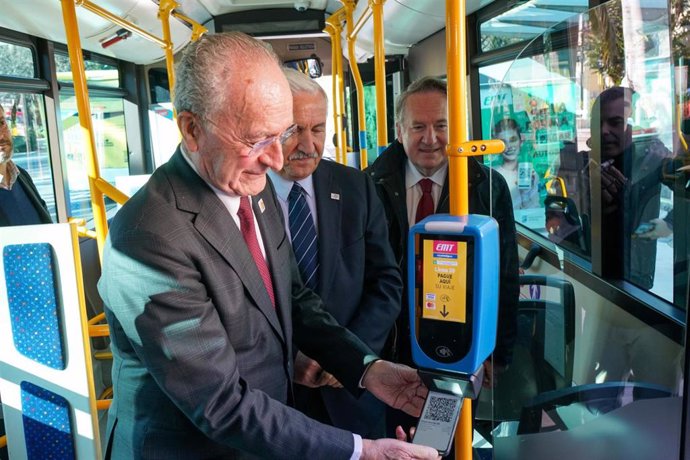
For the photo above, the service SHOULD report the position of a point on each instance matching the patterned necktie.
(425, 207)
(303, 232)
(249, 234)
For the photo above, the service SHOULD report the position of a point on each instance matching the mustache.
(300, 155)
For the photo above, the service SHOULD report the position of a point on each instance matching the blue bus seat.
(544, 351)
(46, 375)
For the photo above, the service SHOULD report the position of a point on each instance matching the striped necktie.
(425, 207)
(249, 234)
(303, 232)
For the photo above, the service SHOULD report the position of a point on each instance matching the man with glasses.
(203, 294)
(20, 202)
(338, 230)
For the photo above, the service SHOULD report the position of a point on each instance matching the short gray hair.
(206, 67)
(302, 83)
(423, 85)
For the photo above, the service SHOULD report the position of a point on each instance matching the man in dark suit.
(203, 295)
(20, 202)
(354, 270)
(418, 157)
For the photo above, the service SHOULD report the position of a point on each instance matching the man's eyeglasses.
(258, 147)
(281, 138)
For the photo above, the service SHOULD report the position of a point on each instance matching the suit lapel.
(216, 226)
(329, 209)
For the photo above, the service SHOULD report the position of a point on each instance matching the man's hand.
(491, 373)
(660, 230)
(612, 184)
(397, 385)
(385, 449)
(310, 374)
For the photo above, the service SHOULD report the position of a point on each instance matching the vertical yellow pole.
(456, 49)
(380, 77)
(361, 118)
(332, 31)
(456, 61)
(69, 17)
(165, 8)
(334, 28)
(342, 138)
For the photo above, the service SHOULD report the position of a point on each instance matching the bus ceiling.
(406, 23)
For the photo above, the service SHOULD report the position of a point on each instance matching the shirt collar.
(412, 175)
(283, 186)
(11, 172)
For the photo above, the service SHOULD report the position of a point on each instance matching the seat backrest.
------------------------------------
▶ **Required work**: Can you repeat the material word for word, from the line containing "the suit lapel." through the end, including both of those lines?

▶ **Response below**:
For the photo above, the service SHOULD report the position of a point on each instance matching the suit lapel.
(216, 226)
(329, 209)
For the photo above, the service SHOULD report the position of a point on each instance matching the man's hand.
(491, 373)
(660, 230)
(612, 184)
(397, 385)
(385, 449)
(310, 374)
For the photo above, the service SHOULD report the position of a point on each instance matching the vertical yellow pole.
(456, 49)
(380, 77)
(361, 118)
(332, 31)
(456, 61)
(69, 17)
(165, 8)
(334, 28)
(342, 138)
For the photo above, the service SHOULD report the position of a point on each instance matching the bus ceiling.
(406, 23)
For the photo above, the service SHOULD report the position of a point on each instance matching the shirt collar.
(412, 175)
(283, 186)
(11, 172)
For the photo above, the service SHOULD report the position of a point on each instance matching the seat backrest.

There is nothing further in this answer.